> Page
Caste and race

Published : Jun 23, 2001 00:00 IST

The Union government's refusal to take the issue of caste-based discrimination to a United Nations-organised conference on racism sparks a controversy.

CAN caste be equated with race? Are caste-based discrimination and racial bias the two sides of the same coin? The controversy involving the government and groups fighting for Dalit rights over the World Conference Against Racism, Racial Discrimination, Xenophobia and Related Tolerance (WCAR), which will be organised by the United Nations in Durban from August 31 to September 2, has brought these larger, long-debated questions to the fore again. The immediate question is whether the issue of caste discrimination can be taken to an international forum like the WCAR.

While the government insists that caste-based discrimination is an "internal" matter of India, its detractors point to the need for "globalising" the issue. Non-governmental organisations (NGOs) fighting for Dalit rights have charged the government with drawing the saffron curtain over the issue of human rights within the country.

[Saved data entries]
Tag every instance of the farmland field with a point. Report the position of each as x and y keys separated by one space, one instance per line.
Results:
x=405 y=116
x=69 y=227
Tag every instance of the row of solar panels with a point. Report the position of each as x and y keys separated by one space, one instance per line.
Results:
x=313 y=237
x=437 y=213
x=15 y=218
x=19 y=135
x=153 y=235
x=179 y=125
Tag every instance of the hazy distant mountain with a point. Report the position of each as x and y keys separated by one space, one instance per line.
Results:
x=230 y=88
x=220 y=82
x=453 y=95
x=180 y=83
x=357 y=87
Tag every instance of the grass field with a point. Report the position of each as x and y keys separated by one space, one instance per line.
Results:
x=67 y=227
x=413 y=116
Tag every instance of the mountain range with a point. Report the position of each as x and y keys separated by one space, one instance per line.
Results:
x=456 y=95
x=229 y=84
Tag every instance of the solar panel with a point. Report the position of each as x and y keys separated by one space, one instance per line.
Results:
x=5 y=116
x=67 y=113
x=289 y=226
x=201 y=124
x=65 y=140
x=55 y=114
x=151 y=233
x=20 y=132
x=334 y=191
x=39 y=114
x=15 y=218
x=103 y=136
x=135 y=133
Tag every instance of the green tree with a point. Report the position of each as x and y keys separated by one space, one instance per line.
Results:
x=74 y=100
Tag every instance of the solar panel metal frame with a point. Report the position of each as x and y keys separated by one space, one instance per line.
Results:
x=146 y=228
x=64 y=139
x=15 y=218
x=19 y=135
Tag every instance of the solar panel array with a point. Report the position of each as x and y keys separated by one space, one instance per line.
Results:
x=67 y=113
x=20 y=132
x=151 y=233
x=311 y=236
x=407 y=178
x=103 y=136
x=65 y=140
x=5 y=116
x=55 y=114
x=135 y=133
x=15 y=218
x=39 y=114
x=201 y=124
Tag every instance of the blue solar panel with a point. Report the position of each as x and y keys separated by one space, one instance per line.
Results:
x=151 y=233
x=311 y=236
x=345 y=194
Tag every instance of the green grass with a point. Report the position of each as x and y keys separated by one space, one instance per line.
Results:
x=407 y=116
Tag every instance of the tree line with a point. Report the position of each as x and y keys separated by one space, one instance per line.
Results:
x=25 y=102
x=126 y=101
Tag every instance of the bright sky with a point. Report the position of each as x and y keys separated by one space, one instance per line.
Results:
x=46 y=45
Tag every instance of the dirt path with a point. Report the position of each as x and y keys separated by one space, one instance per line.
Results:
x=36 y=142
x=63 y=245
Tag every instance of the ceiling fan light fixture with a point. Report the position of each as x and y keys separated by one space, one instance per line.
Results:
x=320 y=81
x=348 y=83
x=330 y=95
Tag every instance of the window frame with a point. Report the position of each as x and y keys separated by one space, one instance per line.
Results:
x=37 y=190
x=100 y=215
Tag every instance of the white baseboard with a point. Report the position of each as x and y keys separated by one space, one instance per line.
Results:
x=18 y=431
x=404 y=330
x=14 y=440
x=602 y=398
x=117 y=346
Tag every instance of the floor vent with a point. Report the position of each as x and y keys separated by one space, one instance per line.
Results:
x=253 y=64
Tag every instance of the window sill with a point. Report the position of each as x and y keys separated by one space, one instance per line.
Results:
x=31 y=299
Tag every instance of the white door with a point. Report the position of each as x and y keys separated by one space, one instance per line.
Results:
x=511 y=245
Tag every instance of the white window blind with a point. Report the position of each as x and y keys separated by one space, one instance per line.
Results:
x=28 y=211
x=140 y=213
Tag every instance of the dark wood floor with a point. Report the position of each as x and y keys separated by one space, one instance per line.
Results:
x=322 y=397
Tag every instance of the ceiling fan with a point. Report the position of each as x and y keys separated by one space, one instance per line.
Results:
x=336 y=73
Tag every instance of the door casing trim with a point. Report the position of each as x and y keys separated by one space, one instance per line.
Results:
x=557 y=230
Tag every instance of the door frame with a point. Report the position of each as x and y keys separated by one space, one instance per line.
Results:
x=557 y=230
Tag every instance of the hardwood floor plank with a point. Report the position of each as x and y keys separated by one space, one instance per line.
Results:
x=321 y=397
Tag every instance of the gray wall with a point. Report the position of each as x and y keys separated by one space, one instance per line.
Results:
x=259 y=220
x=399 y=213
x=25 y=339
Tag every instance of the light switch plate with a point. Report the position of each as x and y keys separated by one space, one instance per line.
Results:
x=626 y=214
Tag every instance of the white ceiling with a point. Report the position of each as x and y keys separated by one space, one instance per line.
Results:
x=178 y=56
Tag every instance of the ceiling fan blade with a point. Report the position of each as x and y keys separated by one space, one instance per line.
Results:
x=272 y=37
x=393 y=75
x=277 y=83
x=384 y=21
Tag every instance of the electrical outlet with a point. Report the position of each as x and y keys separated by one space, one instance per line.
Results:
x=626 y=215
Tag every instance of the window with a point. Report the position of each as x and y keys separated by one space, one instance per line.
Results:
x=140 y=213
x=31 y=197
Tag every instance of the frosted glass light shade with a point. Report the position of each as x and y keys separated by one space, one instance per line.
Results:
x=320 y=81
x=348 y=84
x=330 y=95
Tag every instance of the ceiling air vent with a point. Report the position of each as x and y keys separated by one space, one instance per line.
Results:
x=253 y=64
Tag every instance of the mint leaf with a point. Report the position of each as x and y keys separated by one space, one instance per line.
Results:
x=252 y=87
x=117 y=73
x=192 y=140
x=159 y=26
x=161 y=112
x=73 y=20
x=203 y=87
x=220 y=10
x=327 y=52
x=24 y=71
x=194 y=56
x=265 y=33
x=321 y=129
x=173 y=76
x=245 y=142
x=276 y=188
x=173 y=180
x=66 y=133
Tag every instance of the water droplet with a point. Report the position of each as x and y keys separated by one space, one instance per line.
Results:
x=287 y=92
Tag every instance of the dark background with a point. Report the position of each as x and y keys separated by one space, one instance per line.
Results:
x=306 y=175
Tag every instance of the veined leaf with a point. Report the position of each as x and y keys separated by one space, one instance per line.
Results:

> Exercise instructions
a) Answer these about the caste and race article:
(i) Where and on what dates will the United Nations hold the WCAR?
(ii) What word does the government use for caste-based discrimination in India?
(iii) What do NGOs fighting for Dalit rights accuse the government of?
b) Go on with the caste and race article, picking up right after its last sentence.
You won't need the material for any of this.

> Outputs in order
a)
(i) In Durban, from August 31 to September 2.
(ii) An "internal" matter.
(iii) Drawing the saffron curtain over the issue of human rights within the country.

b)
Matters came to a head recently when Andre Beteille, the well-known social anthropologist, resigned from the National Committee on World Conference against Racism (NCWCR), which is preparing a draft to be presented at the Conference. Several other members who are opposed to caste-based discrimination are also apparently troubled by the implications of being part of the committee.

The government has been reiterating the declared objectives of the Conference: reviewing the progress made by the world in the fight against racial discrimination, finding ways and means to ensure better application of existing standards, increasing the awareness of people around the world about racial discrimination, and so on. While agreeing with the necessity of working towards these goals, the NGOs have been demanding the inclusion of caste-based discrimination in the agenda of the Conference. Said Dr. Ambrose Pinto, executive director of the New Delhi-based Indian Social Institute: "The U.N. needs to change the title of the Conference in such a way as to include caste discrimination. The present terminology is Eurocentric and fails to take the reality of caste-based discrimination into account." Agreeing with this view, Martin Macwan, national convener of the National Campaign for Dalit Human Rights, said: "In earlier international forums, notably the Committee on Elimination of Discrimination Against Women, the Government of India had successfully taken up the issue of caste-based discrimination. We do not understand why the present government does not want to take up caste-based discrimination. Why is it insisting that caste is an 'internal' matter?"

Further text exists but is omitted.